>>>>>

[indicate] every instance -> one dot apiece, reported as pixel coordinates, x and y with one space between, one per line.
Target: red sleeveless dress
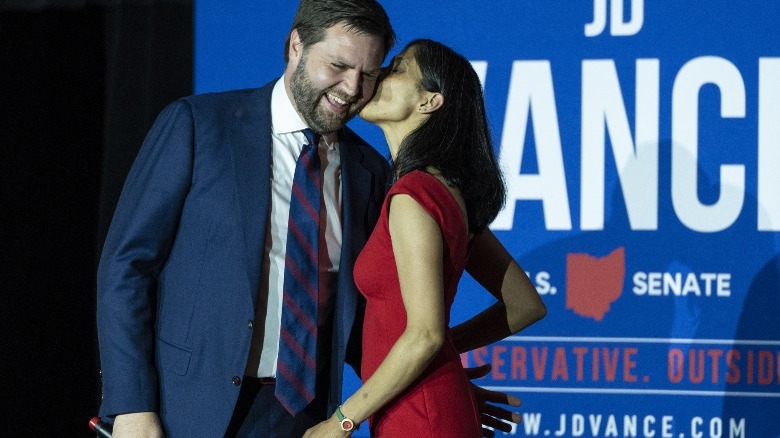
440 403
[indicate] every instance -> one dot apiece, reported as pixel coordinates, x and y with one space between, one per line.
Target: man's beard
307 100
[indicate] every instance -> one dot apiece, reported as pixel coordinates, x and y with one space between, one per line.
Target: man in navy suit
190 278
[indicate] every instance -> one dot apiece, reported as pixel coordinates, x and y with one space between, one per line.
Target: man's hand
493 416
138 425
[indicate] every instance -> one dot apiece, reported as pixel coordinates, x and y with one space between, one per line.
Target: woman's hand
329 428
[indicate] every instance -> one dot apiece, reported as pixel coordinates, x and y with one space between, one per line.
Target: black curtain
80 83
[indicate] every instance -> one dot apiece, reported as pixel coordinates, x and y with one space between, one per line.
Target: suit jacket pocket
172 358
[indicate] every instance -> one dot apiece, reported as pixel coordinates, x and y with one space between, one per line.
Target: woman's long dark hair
455 139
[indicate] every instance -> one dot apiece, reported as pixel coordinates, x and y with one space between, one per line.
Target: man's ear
431 103
295 48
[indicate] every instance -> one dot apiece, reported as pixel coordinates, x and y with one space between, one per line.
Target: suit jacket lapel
250 141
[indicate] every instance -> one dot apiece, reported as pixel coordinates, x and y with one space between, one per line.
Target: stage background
640 142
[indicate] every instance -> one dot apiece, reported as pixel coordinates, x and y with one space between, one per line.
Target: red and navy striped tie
297 366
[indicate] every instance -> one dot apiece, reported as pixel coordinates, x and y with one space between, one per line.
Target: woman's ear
432 102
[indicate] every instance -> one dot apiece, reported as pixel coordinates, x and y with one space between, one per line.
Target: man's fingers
488 432
477 372
500 413
495 423
486 395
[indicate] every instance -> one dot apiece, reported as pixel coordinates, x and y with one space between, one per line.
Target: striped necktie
296 366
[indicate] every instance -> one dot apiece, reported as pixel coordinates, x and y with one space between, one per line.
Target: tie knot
312 137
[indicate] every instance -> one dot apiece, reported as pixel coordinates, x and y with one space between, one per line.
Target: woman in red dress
433 226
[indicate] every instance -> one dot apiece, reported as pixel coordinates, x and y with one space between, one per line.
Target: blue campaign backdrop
640 143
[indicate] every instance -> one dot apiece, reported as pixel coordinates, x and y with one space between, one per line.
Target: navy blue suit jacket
180 270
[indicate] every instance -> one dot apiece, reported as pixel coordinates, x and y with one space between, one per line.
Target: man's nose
353 80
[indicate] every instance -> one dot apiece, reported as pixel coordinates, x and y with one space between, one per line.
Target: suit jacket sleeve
137 244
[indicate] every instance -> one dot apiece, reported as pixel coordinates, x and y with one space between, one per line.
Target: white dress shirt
288 141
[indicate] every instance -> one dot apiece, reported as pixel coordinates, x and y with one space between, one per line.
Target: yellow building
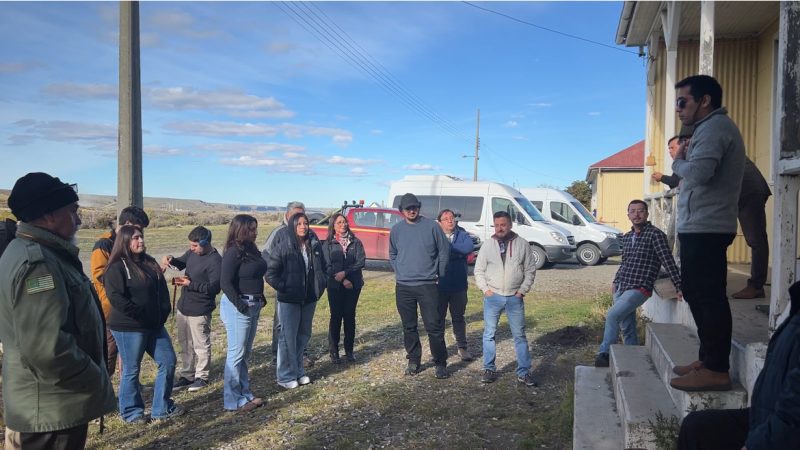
736 43
616 181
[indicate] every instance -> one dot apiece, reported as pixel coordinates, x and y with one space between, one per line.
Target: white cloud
159 150
338 135
250 149
421 167
232 102
82 91
358 171
277 48
97 136
271 164
19 67
339 160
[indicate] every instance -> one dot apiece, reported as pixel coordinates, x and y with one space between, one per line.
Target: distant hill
165 204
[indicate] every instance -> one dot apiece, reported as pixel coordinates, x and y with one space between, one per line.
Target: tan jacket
507 278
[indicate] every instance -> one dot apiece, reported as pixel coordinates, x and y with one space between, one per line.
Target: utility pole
477 145
129 156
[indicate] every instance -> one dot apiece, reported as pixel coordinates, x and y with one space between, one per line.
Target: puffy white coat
515 275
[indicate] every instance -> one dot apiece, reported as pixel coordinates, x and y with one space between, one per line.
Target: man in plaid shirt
644 251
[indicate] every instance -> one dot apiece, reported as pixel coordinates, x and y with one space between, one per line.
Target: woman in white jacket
504 271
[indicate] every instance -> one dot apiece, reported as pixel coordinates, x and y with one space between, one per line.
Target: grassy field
370 404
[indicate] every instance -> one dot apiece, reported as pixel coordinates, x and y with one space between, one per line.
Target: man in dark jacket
453 286
200 287
773 419
418 253
51 323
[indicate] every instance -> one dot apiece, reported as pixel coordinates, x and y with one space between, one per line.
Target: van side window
562 212
502 204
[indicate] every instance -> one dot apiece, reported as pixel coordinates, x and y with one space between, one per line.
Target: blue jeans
515 311
132 346
241 331
622 314
295 333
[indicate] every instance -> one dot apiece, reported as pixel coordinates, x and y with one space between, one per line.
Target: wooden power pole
129 156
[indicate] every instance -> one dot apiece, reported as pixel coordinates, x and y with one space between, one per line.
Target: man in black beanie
51 323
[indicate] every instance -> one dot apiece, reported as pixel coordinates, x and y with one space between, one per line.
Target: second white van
596 242
477 201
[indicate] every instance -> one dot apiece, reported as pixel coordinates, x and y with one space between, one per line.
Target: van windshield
530 209
584 212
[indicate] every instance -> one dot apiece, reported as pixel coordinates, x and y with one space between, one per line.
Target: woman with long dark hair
345 259
242 282
296 270
139 308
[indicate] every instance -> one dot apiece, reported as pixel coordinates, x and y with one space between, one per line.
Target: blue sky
242 104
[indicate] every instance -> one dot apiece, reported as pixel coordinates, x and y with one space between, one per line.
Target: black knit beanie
37 194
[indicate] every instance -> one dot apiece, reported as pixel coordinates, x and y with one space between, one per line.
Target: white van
596 242
477 201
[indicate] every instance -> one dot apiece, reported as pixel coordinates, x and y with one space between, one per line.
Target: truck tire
588 254
539 256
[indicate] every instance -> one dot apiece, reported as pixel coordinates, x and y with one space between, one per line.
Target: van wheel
539 256
588 254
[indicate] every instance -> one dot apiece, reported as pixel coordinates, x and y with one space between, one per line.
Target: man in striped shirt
644 251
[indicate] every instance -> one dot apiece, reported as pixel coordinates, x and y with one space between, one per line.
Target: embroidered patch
43 283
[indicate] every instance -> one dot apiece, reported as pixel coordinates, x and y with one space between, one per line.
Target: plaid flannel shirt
642 256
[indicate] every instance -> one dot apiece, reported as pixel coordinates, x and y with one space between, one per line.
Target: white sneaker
289 384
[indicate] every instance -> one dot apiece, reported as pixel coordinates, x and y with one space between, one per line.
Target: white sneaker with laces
289 384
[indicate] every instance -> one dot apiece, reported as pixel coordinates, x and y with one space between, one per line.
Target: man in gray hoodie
711 170
419 252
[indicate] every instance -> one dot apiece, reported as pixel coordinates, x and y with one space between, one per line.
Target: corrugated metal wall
617 189
735 67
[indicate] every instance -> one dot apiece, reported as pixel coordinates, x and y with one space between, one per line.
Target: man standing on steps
419 252
711 170
504 271
644 251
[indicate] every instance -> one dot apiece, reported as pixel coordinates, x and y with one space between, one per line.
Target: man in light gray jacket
711 170
504 271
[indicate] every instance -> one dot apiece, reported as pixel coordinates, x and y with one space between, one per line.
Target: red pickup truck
372 226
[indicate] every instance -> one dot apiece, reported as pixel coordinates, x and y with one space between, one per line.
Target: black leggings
343 304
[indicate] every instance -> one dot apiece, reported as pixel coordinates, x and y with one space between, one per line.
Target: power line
330 38
572 36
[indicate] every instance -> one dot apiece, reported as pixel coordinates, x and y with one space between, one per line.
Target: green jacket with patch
51 326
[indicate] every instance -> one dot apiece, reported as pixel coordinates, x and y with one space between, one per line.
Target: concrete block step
674 344
596 424
640 395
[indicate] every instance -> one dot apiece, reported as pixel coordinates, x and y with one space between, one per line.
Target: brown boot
683 370
749 292
702 380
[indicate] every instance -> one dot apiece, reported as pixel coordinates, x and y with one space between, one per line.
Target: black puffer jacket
286 270
137 303
351 262
775 405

<<<<<

» About this exercise
All of the material above must be given again verbatim, except for the pictures.

» Result of the exercise
[indicate] every instance -> one dot apiece, reported as pixel coordinates, x and y with one space between, one per line.
Target: red sleeveless dress
440 403
[indicate] every instance -> one dot apiece, reported as pixel coordinates, x and y with one space between, one per line.
Target: man's beard
307 100
[indicate] every instance -> one dot apiece, reported as pixel coordinates, x and y with one space between, one per line.
Target: man in navy suit
190 278
[indicate] every instance -> one dot apiece, reported as pixel coordinates, x and y with one space between, one per line.
Target: man's hand
493 416
138 425
[indicate] every instance -> one dot apiece, reported as pixel coordinates, x and y with one space between, one per line.
Target: woman's hand
329 428
[indicate] every instance -> one dot apiece, reported as pixel coordinates, x and y with one space between, one per line.
Target: black curtain
80 83
[indicate] every instance -> one dot apiece, reported as pixel coordinates, x and y with one space between, one per line.
Target: suit jacket pocket
172 358
[indicate] every instance -> one dot apiece, reported as pixel coordinates, x and y with one space between, one per line.
Target: woman's long dark hair
455 139
[indicate] every instance -> one dot apiece, reported as pixel coordinates, x and y with one space between, one per line.
Target: man's ear
431 103
295 48
[indicate] every instance -> one dot apiece, reported as pixel coordinates, x and y with one space between, one per line.
Target: suit jacket lapel
250 141
[indicate] every instance -> one dot apiece, reported as pixel coordinates, x and y with one space between, one per line.
Target: stage background
640 142
[indicate] every instance -> one dot apiece, reported as pixel coordinates, x and y with one space between, one per line.
Target: red and navy striped tie
297 366
[indicate] every instance -> one dot apiece, reported as pixel coordinates, x and y with one space between, one per line.
Target: woman's ear
432 102
[indicate] every instance -> one dot apiece, reported as pixel coordinates, x and y with one space between, one per line.
Target: man's fingers
488 432
477 372
500 413
495 423
486 395
[indicate] every instance -> one dot apiece, reported as pixel coordinates, x and y with one space between, one per line.
Target: striped necktie
296 366
[indicate] every instance -> one dot apiece, reported as pixel coordinates, x and y with one space between, one per line.
Target: tie knot
312 137
[indicate] every instance -> one dot apiece, reported as pixel coordinates, x and y with one space between, one per line.
Target: woman in red dress
433 226
[indicate] every instance -> one dot apiece, reported as pixel coordinates, x and y with one space between, one per line.
Target: blue campaign backdrop
640 143
[indicate] every instance -> one dot apiece, reported as pixel coordinates, x and y with one space between, one per line.
Target: navy blue suit jacket
180 270
[indicate] every instance -> one dot apiece, reported as pixel coordinates, x and y with one space between, one per line.
Target: man's nose
353 80
[indicate] every instance -> one dot apiece, reported as pixel coordinates, x and y with one space between, one per line.
Target: suit jacket sleeve
137 244
[indicate] every instance -> one dot apiece, reported as pixel coordinates, x and y with one space between, one per line.
Target: white dress shirt
288 141
[indicate] every instance -> one dot apiece, reported as pixel coordinates, x and y with one space between, one per line.
Target: yellow building
736 43
616 181
[indicate] every instance -> one dot apiece, reported as pixel coordinates, x and y with one space between, one per line.
Target: white cloud
159 150
338 135
250 149
421 167
232 102
82 91
358 171
277 48
97 136
271 164
19 67
339 160
[indicate] every instance -> one dot apiece, reported as pixel coordinates, x and y with one space between, one per line.
Target: distant hill
165 204
[indicate] every instance -> one dot apiece, reported as pixel coordinates, x and y with one space between, one per line.
Target: tan jacket
507 278
[indicate] every instance -> one dot apiece, reported as pixel coordinates, x and y with one space between, one per line.
Target: utility pole
477 145
129 156
[indicate] every instance -> one dot apiece, reported as pixel coordinates, x and y with one space between, one per line.
Target: puffy white coat
515 275
[indicate] every instance -> one dot apiece, reported as pixel coordinates, x and y with one space between, one per line.
Target: man in plaid shirt
644 251
[indicate] every instance -> one dot apiece, reported as pixel coordinates, x and y with one space between, one per line.
Target: woman in white jacket
504 271
[indicate] every instance -> one dot apiece, reported as pixel coordinates, x and y with one space between, one per line.
Target: grassy field
370 404
[indicate] every instance -> one dot apiece, reported as pixel coordinates, x and y with one space between, one per line.
Target: man in dark jacket
453 286
200 287
773 419
418 253
51 323
[indicate] every instance -> one dot apiece, reported as pixel coordinates, x and y with one space between, one per line.
Target: van side window
562 212
502 204
[indicate] every instance -> one dot apiece, reported as pixel coordinates, x and y with one space between, one per line.
Target: blue jeans
515 311
132 346
241 331
622 314
295 333
[indicate] every instance -> one dot apiece, reported as pixel coordinates, x and y with one space between, one per line.
Target: wooden power pole
129 156
[indicate] every instance -> one dot apiece, reported as pixel coordinates, x and y with one space between, one per line.
Target: man in black beanie
51 323
[indicate] every instance -> one dot apiece, reported as pixel coordinates, x and y with one space between, one per line.
Target: second white van
596 242
477 201
[indicate] every instance -> one dot apiece, reported as pixel coordinates, x and y with one space between, one per line.
Target: van windshield
530 209
584 212
[indicate] every instance -> one dot apiece, reported as pixel coordinates, x and y with one space between, one per line.
Target: woman with long dark hair
345 259
242 282
296 270
139 308
[indicate] every instance -> one dot apiece, reported as pixel coordinates, x and y with one space between, one per line.
Target: blue sky
242 104
[indicate] every instance -> one dot apiece, reported as pixel coordinates, x and y with one space between, one per line.
Target: black knit beanie
37 194
[indicate] every instance -> one dot apiece, reported as pixel coordinates, x and y with one space between, one per line.
Target: white van
596 242
477 201
[indicate] every instance -> one dot apiece, reported as pixel coordinates, x and y with one space between, one per line.
Target: truck tire
588 254
539 256
[indicate] every instance -> one dot apiece, reported as pixel coordinates, x and y with one space between, one per line.
Target: van wheel
539 256
588 254
[indicate] every instance -> one dot apiece, reported as pixel coordinates, x and y with one space between, one per line.
Target: man in striped shirt
644 251
[indicate] every instance -> one dot apiece, reported as pixel coordinates, x and y with one space between, one per line.
Target: embroidered patch
43 283
[indicate] every instance -> one dot apiece, reported as pixel coordinates, x and y with one space between, one per line.
Target: plaid flannel shirt
642 256
[indicate] every instance -> one dot apiece, reported as pixel coordinates, x and y with one space between, one per line.
Target: white sneaker
289 384
[indicate] every instance -> one dot apiece, reported as pixel coordinates, x and y with one space between, one per line.
Target: white sneaker with laces
289 384
[indicate] every instance -> one dot apiece, reported as pixel coordinates, x and y with one space between, one per line.
Target: man in gray hoodie
711 170
419 252
[indicate] every instance -> one dot apiece, reported as pixel coordinates, x and y with one space between, one per line.
Target: corrugated metal wall
617 189
735 67
[indicate] every instance -> one dot apiece, reported as pixel coordinates, x and y with one space between, one per line.
Target: man standing on steps
419 252
711 170
504 271
644 251
[indicate] every instance -> one dot apiece, reported as pixel coordinates, x and y with one space between, one per line.
Target: man in light gray jacket
711 170
504 271
[indicate] every instance -> one dot apiece, reported as pixel coordinates, x and y with one space between, one per line.
Target: red pickup truck
372 226
[indicate] every instance -> one dot apiece, reported as pixel coordinates, x and y with one space between, one per line.
Target: black leggings
343 304
[indicate] every instance -> one dot apiece, reported as pixel coordinates, x and y with one space between, one per line.
Target: power line
330 38
572 36
[indicate] every instance -> one dot apiece, reported as pixel coordinates, x and y with one space between, one per line.
Target: green jacket with patch
51 326
[indicate] every instance -> one dot apiece, reported as pixel coordinates, x and y with one space between, one per line.
Target: concrete block step
674 344
596 424
640 395
[indicate] every instance -> one dot apiece, reported as pixel coordinates, x and y with one space between, one per line.
Target: brown boot
683 370
749 292
702 380
[indicate] every instance -> one dot apiece, reported as pixel coordinates, x and y with one space between, one per line.
Target: black puffer jacket
286 270
137 303
351 262
775 405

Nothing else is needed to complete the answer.